Stored items:
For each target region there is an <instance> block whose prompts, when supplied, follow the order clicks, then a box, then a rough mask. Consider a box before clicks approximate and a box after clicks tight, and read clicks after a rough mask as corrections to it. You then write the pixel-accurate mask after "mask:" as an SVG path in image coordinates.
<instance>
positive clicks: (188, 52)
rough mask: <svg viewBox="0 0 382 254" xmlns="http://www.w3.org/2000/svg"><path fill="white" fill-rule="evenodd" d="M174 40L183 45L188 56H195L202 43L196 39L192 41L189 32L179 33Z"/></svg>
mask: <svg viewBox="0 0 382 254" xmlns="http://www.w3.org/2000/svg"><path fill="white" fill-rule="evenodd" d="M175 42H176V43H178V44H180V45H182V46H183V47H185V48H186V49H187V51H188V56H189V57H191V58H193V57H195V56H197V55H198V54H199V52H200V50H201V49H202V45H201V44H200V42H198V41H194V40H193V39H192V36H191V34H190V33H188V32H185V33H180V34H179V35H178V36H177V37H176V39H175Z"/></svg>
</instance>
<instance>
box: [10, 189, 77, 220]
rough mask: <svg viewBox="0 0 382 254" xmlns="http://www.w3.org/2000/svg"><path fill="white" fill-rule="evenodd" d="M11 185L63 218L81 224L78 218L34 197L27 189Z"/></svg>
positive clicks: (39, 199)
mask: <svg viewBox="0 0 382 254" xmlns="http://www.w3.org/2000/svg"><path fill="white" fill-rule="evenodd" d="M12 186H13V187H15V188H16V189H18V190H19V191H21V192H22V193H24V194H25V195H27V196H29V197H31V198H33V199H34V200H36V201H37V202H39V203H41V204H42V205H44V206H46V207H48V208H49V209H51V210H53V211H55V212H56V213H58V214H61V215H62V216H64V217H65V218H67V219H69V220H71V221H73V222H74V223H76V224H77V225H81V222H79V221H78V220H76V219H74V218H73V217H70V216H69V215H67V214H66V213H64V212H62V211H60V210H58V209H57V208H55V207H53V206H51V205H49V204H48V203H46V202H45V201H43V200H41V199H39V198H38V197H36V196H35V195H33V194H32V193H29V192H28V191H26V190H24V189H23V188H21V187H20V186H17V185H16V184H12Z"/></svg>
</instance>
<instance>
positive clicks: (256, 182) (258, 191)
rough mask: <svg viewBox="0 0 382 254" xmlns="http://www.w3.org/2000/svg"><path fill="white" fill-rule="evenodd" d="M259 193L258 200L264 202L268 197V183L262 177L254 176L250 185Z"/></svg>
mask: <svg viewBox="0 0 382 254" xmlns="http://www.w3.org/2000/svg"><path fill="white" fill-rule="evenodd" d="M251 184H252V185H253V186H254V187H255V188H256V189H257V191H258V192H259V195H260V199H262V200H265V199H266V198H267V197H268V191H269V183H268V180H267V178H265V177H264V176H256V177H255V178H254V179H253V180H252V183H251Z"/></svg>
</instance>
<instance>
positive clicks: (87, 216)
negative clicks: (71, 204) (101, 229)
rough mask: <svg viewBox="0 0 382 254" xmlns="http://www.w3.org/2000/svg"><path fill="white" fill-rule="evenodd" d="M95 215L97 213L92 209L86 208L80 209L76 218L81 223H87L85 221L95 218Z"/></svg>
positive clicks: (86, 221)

--

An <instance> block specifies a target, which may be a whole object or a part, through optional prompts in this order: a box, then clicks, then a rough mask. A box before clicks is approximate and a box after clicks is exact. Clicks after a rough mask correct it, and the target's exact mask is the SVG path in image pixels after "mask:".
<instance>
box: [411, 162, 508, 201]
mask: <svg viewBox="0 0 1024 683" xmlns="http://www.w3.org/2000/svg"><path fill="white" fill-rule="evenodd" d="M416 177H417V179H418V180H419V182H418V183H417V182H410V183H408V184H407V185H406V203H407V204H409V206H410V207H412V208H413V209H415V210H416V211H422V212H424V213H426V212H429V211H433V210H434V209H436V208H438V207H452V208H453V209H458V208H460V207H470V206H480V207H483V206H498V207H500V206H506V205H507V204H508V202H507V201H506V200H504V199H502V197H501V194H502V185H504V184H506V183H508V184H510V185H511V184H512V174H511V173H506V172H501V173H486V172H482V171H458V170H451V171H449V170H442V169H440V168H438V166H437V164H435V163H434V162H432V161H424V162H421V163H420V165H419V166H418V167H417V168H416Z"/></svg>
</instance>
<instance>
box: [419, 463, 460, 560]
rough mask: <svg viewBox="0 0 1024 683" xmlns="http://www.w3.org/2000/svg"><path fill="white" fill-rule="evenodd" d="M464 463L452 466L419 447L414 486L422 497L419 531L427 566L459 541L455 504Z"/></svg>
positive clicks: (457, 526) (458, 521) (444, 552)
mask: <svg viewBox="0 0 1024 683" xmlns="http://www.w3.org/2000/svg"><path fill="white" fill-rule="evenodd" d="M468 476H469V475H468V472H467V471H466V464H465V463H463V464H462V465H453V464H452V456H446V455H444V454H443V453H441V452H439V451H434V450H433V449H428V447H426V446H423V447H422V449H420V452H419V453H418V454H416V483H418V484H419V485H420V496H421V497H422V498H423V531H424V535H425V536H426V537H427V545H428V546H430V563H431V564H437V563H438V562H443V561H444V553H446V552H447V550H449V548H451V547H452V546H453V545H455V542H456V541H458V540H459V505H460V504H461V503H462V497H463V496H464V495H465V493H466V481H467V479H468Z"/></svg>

TRY IT
Copy out, exactly and alone, the lines of the entries above between the ones holding "For each target" and "positive clicks: (256, 182) (258, 191)", inclusive.

TASK RESPONSE
For each target region there is an <instance> block whose prompts, when supplied, follow the order clicks, then a box, then a rough mask. Consider a box before clicks approximate and a box after clicks tight, and read clicks after a rough mask as corrections to it. You then write the pixel-accurate mask after "mask:" as an SVG path in image coordinates.
<instance>
positive clicks: (188, 52)
rough mask: <svg viewBox="0 0 382 254" xmlns="http://www.w3.org/2000/svg"><path fill="white" fill-rule="evenodd" d="M174 40L183 45L188 56H195L202 43L196 39L192 41L189 32L179 33Z"/></svg>
mask: <svg viewBox="0 0 382 254" xmlns="http://www.w3.org/2000/svg"><path fill="white" fill-rule="evenodd" d="M175 42H176V43H178V44H180V45H182V46H183V47H185V48H186V49H187V51H188V56H189V57H191V58H193V57H195V56H197V55H198V54H199V52H200V50H201V49H202V45H201V44H200V42H198V41H194V40H193V39H192V36H191V34H190V33H188V32H185V33H180V34H179V35H178V36H177V37H176V39H175Z"/></svg>
</instance>
<instance>
box: [10, 189, 77, 220]
rough mask: <svg viewBox="0 0 382 254" xmlns="http://www.w3.org/2000/svg"><path fill="white" fill-rule="evenodd" d="M11 185L63 218L81 224L78 218L34 197L27 189Z"/></svg>
positive clicks: (39, 199)
mask: <svg viewBox="0 0 382 254" xmlns="http://www.w3.org/2000/svg"><path fill="white" fill-rule="evenodd" d="M12 186H13V187H15V188H16V189H18V190H19V191H21V192H22V193H24V194H25V195H27V196H29V197H31V198H33V199H34V200H36V201H37V202H39V203H41V204H42V205H44V206H46V207H48V208H49V209H51V210H53V211H55V212H56V213H58V214H61V215H62V216H64V217H65V218H67V219H69V220H71V221H73V222H74V223H76V224H77V225H81V222H79V221H78V220H76V219H74V218H73V217H70V216H69V215H67V214H66V213H64V212H62V211H60V210H58V209H57V208H55V207H53V206H51V205H49V204H48V203H46V202H45V201H43V200H41V199H39V198H38V197H36V196H35V195H33V194H32V193H29V192H28V191H26V190H24V189H23V188H21V187H20V186H17V185H16V184H12Z"/></svg>
</instance>
<instance>
positive clicks: (256, 182) (258, 191)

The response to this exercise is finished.